Your instructions:
Please reproduce the lines below, replacing every "split by a comma" with "separated by a comma" and changing nothing else. Leave the pictures out.

Start of Records to use

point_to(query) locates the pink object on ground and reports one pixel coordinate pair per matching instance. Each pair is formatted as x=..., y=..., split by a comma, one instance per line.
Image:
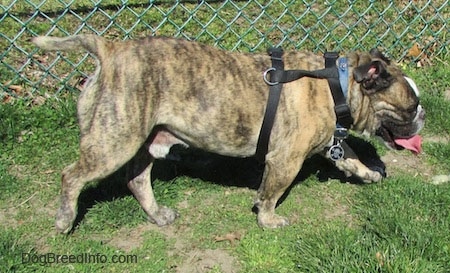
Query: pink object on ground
x=413, y=144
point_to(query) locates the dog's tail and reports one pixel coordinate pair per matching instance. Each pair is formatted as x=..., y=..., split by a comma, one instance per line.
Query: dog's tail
x=91, y=43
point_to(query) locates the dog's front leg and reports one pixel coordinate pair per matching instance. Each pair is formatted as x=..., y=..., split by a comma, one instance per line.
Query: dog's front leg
x=351, y=165
x=139, y=170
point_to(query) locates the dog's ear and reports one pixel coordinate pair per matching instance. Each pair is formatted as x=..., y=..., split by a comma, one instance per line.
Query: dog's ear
x=373, y=76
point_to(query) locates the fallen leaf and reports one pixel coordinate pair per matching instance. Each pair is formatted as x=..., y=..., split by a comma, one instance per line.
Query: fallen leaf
x=231, y=237
x=414, y=51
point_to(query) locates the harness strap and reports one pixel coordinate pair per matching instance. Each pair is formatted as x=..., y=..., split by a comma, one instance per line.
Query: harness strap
x=278, y=76
x=262, y=147
x=341, y=108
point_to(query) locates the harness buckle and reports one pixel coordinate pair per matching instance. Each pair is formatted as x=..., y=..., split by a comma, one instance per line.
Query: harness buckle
x=267, y=81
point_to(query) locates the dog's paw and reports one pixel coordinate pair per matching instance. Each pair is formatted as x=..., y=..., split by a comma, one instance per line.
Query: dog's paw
x=164, y=216
x=272, y=220
x=372, y=177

End of Records to use

Worked solution:
point_to(query) locates the pink object on ground and reports one pixel coordinate pair per matching instance. Each pair is formatted as x=..., y=..., separated by a comma, one instance per line.
Image:
Query: pink object on ground
x=413, y=144
point_to(query) locates the dog's tail and reports one pixel coordinate pair per matching instance. Each pair is formatted as x=..., y=..., separated by a comma, one instance per line.
Query: dog's tail
x=91, y=43
point_to(query) locates the dog's front leg and reports one pixel coordinate pair per matching instance. Each pair is formatted as x=..., y=..., separated by a comma, one instance per line.
Query: dog's front leg
x=351, y=165
x=139, y=170
point_to(query) locates the dog's ear and reports one pixel coordinate pair per matching instance. Each pair is formatted as x=..., y=..., separated by a comma, one instance per line.
Query: dog's ear
x=373, y=76
point_to(query) locates the fallen leaf and reports one pixel coordinate pair per matching instance. Each pair is formatted as x=..., y=..., separated by a comma, one instance per line.
Query: fallen leaf
x=231, y=237
x=414, y=51
point_to(query) locates the harness strap and reports one pixel coordinate pair per matching instance. Each pair is formatted as x=..., y=..., separated by a comma, one instance per line.
Query: harness strap
x=278, y=76
x=262, y=147
x=341, y=108
point_to(query) locates the harness buckle and reports one pixel coordinate pair per matching instance. Each pair is formatted as x=..., y=..., separated by a comma, one instance per line.
Query: harness buckle
x=267, y=81
point_to(query) locates the dog's paw and reports one pixel coordinate pair per matching instance. Each pair is formatted as x=..., y=..., separated by a comma, one instance per line.
Query: dog's paw
x=164, y=216
x=272, y=220
x=372, y=177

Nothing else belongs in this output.